Raw records:
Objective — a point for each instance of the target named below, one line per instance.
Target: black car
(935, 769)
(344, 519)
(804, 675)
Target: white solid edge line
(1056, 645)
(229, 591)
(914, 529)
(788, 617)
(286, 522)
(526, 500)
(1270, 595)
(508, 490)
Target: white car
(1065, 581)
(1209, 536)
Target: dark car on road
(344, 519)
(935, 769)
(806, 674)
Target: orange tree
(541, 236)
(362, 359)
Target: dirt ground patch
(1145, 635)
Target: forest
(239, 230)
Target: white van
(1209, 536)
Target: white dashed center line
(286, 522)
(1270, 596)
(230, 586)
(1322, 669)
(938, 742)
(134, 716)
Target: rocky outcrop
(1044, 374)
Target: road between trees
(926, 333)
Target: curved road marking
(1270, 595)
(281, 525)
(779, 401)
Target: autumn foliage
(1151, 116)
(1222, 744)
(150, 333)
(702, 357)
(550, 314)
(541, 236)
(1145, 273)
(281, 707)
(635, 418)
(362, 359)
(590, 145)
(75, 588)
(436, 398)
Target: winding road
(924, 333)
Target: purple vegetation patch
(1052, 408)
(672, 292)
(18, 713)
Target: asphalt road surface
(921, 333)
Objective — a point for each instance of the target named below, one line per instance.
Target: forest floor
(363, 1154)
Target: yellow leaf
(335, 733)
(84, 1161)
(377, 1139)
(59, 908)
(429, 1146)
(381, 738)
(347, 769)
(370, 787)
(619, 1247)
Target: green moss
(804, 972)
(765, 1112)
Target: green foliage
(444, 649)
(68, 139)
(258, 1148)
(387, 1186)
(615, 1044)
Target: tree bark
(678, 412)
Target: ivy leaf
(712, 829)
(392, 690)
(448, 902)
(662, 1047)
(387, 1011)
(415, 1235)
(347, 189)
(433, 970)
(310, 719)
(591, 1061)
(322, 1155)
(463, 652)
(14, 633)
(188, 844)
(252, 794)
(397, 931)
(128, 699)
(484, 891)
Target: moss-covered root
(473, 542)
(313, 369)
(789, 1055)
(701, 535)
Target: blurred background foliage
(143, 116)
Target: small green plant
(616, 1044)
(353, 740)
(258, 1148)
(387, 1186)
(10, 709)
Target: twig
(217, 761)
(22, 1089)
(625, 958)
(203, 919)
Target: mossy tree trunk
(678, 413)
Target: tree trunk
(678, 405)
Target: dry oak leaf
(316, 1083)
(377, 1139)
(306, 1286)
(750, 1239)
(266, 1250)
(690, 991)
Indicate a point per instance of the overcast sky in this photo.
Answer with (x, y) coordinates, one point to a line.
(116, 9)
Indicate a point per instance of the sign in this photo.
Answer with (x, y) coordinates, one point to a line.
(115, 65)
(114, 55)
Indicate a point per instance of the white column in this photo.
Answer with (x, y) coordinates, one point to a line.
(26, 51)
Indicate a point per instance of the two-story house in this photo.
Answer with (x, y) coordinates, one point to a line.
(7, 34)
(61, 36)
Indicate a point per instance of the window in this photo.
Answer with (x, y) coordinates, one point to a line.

Required work. Give as a numbered list only the lines of the data from the line containing "Target: asphalt road surface" up to and including the final line, leaving out any blank lines.

Exercise result.
1. Target: asphalt road surface
2. (921, 333)
3. Objective — a point for each instance of the target named below, one line per instance.
4. Target: forest floor
5. (363, 1154)
6. Target: yellow leaf
7. (335, 733)
8. (84, 1161)
9. (377, 1139)
10. (59, 908)
11. (429, 1146)
12. (381, 738)
13. (347, 769)
14. (370, 787)
15. (619, 1247)
16. Target: green moss
17. (804, 972)
18. (765, 1112)
19. Target: green foliage
20. (444, 649)
21. (68, 139)
22. (258, 1148)
23. (387, 1186)
24. (615, 1044)
25. Target: tree bark
26. (678, 412)
27. Target: ivy leaf
28. (712, 829)
29. (392, 690)
30. (448, 902)
31. (662, 1047)
32. (387, 1011)
33. (415, 1235)
34. (347, 189)
35. (433, 970)
36. (310, 719)
37. (591, 1061)
38. (322, 1155)
39. (463, 652)
40. (14, 633)
41. (188, 844)
42. (252, 794)
43. (397, 931)
44. (128, 699)
45. (484, 891)
46. Target: moss-covered root
47. (473, 542)
48. (313, 369)
49. (789, 1055)
50. (701, 535)
51. Target: blurred background foliage
52. (143, 116)
53. Target: small green plant
54. (616, 1044)
55. (353, 740)
56. (258, 1148)
57. (387, 1186)
58. (10, 709)
59. Target: twig
60. (217, 761)
61. (22, 1089)
62. (625, 958)
63. (203, 919)
64. Target: mossy tree trunk
65. (678, 413)
66. Target: tree trunk
67. (678, 405)
68. Target: dry oak leaf
69. (316, 1083)
70. (377, 1139)
71. (306, 1286)
72. (750, 1239)
73. (266, 1250)
74. (690, 991)
75. Indicate a point per instance of the overcast sky in this photo.
76. Answer with (x, y) coordinates, one point to a line.
77. (116, 9)
78. Indicate a point per instance of the sign in this photo.
79. Answer with (x, y) coordinates, one point to a line.
80. (115, 65)
81. (114, 55)
82. Indicate a point per instance of the white column in this photo.
83. Answer with (x, y) coordinates, one point to a line.
84. (26, 51)
85. Indicate a point per instance of the two-story house in this photo.
86. Answer with (x, y) coordinates, one point to a line.
87. (7, 34)
88. (61, 36)
89. Indicate a point per instance of the window in this photo.
90. Answer with (x, y) coordinates, one point to a line.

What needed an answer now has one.